*** Entries supplied Section Begins ***

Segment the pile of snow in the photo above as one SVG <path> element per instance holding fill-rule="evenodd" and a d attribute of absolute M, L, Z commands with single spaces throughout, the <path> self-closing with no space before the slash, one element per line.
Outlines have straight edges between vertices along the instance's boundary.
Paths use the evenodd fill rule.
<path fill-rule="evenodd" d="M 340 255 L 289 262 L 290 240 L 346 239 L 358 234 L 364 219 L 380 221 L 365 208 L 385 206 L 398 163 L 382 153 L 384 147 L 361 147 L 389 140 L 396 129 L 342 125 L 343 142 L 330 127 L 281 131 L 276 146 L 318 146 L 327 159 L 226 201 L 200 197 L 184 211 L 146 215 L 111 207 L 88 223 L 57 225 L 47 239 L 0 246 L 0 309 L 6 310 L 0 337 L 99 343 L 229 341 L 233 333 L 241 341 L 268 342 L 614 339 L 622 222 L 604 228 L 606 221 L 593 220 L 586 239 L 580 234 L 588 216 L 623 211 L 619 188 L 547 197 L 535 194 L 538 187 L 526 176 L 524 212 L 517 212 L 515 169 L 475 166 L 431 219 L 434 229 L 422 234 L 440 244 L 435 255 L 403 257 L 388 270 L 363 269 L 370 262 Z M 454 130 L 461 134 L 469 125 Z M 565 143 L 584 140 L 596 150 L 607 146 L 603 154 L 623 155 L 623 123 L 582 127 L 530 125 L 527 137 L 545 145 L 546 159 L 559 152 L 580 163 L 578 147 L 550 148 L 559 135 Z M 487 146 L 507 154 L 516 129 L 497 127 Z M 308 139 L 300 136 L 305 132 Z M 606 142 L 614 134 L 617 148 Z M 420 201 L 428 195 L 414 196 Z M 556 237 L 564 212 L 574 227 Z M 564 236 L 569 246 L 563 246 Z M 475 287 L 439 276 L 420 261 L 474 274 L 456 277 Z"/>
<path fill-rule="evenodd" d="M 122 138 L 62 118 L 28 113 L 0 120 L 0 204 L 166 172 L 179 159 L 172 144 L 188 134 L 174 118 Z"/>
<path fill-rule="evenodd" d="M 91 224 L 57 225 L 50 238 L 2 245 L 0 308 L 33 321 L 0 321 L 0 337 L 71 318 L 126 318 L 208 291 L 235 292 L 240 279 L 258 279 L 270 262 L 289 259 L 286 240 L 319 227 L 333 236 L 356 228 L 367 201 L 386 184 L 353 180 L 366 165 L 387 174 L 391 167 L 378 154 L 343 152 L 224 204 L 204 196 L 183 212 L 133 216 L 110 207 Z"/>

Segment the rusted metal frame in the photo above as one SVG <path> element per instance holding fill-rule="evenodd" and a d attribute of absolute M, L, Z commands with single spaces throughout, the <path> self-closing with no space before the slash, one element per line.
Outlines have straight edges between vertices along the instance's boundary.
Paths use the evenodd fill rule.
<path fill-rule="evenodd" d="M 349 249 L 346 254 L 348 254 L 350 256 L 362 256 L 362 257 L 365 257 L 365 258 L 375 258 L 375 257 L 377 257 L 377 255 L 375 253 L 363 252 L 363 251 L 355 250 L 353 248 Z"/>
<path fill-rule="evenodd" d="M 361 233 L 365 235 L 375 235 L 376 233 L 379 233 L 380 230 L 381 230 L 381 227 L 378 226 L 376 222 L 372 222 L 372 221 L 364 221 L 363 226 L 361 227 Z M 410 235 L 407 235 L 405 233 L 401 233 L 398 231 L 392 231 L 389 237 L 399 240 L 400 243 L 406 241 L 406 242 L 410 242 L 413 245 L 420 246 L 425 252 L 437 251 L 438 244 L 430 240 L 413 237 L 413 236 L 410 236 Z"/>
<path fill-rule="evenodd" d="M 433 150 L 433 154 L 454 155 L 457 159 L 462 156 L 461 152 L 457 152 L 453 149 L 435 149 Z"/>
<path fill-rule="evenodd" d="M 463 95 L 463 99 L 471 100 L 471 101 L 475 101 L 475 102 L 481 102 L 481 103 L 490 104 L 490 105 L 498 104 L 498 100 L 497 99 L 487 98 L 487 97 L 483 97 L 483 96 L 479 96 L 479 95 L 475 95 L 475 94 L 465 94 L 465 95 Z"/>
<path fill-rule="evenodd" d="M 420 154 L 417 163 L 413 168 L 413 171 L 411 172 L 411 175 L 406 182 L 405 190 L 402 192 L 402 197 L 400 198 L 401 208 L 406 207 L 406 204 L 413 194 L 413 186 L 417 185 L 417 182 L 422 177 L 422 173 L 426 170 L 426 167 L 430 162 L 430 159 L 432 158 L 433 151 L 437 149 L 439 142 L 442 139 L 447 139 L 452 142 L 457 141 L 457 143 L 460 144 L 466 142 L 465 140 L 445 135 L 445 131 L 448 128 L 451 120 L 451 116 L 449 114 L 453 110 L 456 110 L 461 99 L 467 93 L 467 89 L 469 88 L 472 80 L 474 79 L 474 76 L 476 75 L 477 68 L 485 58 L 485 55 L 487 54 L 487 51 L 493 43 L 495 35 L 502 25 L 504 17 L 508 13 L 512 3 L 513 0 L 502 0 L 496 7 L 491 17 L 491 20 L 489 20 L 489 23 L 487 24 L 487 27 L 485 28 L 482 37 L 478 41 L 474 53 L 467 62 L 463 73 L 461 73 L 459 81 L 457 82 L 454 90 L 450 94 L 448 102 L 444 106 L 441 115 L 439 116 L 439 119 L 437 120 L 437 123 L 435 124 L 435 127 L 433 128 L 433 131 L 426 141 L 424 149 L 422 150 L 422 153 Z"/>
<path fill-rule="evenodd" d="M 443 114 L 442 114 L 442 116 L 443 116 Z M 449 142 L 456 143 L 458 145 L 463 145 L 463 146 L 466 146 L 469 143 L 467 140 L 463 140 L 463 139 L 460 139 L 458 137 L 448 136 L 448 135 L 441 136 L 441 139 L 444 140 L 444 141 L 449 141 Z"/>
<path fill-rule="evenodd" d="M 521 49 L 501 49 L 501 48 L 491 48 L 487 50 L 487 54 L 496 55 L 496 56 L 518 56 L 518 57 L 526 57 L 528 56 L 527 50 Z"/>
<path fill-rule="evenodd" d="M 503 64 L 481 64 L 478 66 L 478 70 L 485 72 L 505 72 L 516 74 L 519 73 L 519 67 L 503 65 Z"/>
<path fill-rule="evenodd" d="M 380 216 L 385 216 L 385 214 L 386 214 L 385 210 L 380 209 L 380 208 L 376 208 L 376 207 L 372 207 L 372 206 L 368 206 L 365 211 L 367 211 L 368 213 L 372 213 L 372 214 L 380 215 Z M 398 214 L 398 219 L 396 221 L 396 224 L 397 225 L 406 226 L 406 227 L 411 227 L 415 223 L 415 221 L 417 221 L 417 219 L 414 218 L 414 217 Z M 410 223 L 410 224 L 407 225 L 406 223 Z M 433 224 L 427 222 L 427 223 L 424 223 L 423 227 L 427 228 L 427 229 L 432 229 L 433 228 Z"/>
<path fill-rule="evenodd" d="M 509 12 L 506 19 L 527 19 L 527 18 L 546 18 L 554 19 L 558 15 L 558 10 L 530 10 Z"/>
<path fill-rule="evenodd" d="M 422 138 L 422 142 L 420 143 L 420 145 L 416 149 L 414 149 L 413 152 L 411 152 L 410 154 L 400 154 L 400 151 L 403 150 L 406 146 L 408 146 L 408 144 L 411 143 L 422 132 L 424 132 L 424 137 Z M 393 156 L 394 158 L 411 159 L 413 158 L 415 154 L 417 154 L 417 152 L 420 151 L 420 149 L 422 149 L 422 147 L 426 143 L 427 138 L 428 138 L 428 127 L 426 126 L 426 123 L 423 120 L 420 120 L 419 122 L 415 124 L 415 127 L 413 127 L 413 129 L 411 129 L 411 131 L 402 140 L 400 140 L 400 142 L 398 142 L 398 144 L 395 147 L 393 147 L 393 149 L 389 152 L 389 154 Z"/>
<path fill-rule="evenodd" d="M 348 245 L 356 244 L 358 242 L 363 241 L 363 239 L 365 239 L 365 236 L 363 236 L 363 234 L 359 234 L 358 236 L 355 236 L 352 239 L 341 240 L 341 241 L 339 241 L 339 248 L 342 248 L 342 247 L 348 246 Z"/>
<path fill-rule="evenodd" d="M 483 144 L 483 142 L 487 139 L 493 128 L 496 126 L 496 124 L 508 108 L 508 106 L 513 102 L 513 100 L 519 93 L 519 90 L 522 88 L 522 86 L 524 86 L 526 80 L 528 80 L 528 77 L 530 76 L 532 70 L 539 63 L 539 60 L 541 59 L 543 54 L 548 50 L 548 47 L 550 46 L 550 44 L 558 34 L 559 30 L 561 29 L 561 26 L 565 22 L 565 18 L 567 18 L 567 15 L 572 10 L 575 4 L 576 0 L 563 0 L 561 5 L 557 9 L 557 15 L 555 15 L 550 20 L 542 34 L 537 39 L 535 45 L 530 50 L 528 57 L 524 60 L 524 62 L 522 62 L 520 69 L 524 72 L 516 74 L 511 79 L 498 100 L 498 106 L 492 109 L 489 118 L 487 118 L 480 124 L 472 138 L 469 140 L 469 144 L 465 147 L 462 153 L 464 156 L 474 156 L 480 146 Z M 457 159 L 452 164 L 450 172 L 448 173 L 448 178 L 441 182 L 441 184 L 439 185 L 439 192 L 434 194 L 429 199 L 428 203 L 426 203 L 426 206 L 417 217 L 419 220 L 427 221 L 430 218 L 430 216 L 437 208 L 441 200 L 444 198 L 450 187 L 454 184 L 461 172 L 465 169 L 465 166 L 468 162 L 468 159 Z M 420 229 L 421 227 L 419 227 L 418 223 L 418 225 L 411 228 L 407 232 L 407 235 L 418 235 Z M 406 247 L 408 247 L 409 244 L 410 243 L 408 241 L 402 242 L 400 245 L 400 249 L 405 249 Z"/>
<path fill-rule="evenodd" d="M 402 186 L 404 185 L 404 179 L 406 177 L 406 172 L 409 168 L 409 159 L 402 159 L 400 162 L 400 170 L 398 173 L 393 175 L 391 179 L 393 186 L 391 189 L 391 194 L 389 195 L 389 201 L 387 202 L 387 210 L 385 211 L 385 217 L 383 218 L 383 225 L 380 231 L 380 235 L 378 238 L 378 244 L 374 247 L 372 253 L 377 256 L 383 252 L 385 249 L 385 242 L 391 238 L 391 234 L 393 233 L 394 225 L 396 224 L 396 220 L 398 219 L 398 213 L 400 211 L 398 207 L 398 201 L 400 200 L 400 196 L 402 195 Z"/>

*** Entries supplied Section Ends ***

> Assignment
The answer must consist of every line from the entries that holds the string "holding".

> Exercise solution
Segment the pile of snow in the photo above as one SVG <path> element per instance holding fill-rule="evenodd" and a d attribute of absolute M, L, Z commands with single spaces throughout, the <path> self-closing with no space before the slash, one element per line.
Segment the rusted metal frame in the photo above as one SVG <path> element per instance holding fill-rule="evenodd" and a d attribute of absolute M, L, Z commands with single spaces throughout, the <path> self-closing with no space before the slash, one element per line.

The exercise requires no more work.